* Set problem:
List every line in the records below that contains the word "chair", counting only matches with the same uppercase and lowercase letters.

(begin)

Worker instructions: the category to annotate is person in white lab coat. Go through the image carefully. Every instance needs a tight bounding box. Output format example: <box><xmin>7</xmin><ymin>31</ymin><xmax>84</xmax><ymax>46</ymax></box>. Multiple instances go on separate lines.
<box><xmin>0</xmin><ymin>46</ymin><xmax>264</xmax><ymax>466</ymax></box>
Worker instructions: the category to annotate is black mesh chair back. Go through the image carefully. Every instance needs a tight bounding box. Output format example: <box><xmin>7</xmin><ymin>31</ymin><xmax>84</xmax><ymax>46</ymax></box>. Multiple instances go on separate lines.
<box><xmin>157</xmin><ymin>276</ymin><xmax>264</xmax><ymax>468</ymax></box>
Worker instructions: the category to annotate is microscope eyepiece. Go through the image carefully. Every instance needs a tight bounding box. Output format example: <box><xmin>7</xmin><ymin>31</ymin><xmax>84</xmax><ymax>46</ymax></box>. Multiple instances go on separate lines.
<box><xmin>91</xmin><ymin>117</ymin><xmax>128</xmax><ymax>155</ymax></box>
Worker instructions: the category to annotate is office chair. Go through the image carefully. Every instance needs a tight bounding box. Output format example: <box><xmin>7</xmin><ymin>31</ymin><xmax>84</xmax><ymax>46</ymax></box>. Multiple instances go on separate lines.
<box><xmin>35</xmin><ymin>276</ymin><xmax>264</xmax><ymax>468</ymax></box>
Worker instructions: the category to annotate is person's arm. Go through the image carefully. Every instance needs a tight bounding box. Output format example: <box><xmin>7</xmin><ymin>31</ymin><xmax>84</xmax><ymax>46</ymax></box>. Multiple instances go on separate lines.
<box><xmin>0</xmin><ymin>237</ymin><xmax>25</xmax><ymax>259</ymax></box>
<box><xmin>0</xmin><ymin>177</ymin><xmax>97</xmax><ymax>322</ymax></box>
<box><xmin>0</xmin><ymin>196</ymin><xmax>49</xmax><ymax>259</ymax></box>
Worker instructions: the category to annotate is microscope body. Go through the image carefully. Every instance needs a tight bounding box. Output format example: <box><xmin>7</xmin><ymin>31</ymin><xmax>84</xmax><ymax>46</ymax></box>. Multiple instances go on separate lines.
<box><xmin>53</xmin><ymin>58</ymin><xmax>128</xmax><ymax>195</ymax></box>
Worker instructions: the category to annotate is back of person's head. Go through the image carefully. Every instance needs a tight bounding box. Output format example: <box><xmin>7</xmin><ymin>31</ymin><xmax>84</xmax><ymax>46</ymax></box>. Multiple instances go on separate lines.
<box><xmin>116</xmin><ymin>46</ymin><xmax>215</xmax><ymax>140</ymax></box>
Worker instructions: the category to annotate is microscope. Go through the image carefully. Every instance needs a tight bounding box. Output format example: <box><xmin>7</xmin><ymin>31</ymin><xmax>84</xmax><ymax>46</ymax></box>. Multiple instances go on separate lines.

(end)

* Written response:
Worker instructions: the category to annotate is black mesh chair back. Go through the image carefully. Every instance needs a tight bounding box. Output format example: <box><xmin>7</xmin><ymin>31</ymin><xmax>84</xmax><ymax>46</ymax></box>. Multiple instances go on separate lines.
Worker instructions: the category to annotate is office chair. Go through the image carefully. Every instance needs a tight bounding box. Output format example: <box><xmin>7</xmin><ymin>31</ymin><xmax>84</xmax><ymax>46</ymax></box>. Multiple instances go on separate lines.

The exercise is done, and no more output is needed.